• CONSIGNA: Extraiga todas las líneas que aparecen a continuación y reprodúzcalas literalmente, sin omitir ni modificar ninguna.

• MATERIAL:
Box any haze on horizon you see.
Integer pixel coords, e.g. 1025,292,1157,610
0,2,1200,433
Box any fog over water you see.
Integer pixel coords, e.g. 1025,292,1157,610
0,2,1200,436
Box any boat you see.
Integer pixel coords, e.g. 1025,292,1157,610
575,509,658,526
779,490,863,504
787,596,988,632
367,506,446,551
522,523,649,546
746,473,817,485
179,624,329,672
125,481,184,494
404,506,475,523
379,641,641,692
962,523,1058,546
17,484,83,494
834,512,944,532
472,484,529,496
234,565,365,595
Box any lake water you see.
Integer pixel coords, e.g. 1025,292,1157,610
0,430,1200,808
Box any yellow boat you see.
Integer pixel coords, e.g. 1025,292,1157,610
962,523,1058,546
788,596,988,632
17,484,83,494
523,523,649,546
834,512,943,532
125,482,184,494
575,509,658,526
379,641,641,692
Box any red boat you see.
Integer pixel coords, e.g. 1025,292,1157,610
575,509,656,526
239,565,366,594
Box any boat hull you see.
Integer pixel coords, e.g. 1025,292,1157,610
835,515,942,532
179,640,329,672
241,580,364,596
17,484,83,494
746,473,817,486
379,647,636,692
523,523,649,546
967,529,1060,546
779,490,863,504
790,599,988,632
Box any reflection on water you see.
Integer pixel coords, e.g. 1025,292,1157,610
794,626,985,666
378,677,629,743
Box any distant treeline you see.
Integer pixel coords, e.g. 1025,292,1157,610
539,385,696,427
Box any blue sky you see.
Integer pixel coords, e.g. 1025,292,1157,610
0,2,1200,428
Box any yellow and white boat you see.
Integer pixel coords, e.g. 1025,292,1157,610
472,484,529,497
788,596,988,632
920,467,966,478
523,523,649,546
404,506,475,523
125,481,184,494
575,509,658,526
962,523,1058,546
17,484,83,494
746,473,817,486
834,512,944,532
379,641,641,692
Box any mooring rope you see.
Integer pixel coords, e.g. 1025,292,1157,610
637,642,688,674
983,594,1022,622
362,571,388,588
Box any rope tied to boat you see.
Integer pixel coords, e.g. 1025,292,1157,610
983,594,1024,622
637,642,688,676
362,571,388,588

• RESPUESTA REDACTADA:
Box any haze on horizon you see.
Integer pixel coords, e.g. 1025,292,1157,610
0,2,1200,433
Box any fog over water you see.
Integer pixel coords, e.g. 1025,292,1157,610
0,2,1200,436
Box any boat you see.
Integer pixel coords, e.g. 1025,292,1157,610
575,509,658,526
779,490,863,504
787,596,988,632
367,506,446,551
522,523,649,546
746,473,817,485
179,624,329,672
125,481,184,494
404,506,475,523
379,641,641,692
962,523,1058,546
17,484,83,494
834,512,944,532
472,484,529,496
234,565,365,595
Box any lake water you see.
Integer pixel coords, e.g. 1025,292,1157,610
0,430,1200,808
Box any yellow boat you see.
Integer pixel coords, e.g. 1025,292,1157,610
962,523,1058,546
788,596,988,632
17,484,83,494
523,523,649,546
834,512,943,532
125,482,184,494
575,509,658,526
379,641,641,692
Box any red boat you see.
Integer pixel coords, e.g. 1025,292,1157,610
575,509,656,526
239,565,366,594
Box any boat hull you see.
Integer pixel coords, e.g. 1025,292,1157,610
835,515,942,532
179,640,329,672
241,580,364,596
17,484,83,494
746,473,817,486
379,647,636,692
523,523,649,546
967,529,1060,546
779,490,863,504
790,599,988,632
Box any reflection on water you see.
Integer pixel coords, e.g. 1025,292,1157,610
794,626,985,666
378,677,629,743
Box any distant treeline you see.
Integer pixel coords, e.g. 1025,292,1157,610
539,385,696,427
Box any blue sky you see.
Integer pixel coords, e.g. 1025,292,1157,610
0,2,1200,428
Box any yellow and white boat you see.
Integer pixel coords, e.g. 1025,292,1157,610
472,484,529,497
788,596,988,632
920,467,966,478
523,523,649,546
404,506,475,523
125,481,184,494
575,509,658,526
962,523,1058,546
17,484,83,494
746,473,817,486
834,512,944,532
379,641,641,692
Box any mooring rope you see.
Integer pixel coords, e.g. 1025,292,1157,610
637,642,688,674
983,594,1022,622
362,571,388,588
Box any rope tied to boat you see.
Integer pixel coords, e.g. 1025,292,1157,610
983,594,1024,622
637,642,688,676
362,571,388,588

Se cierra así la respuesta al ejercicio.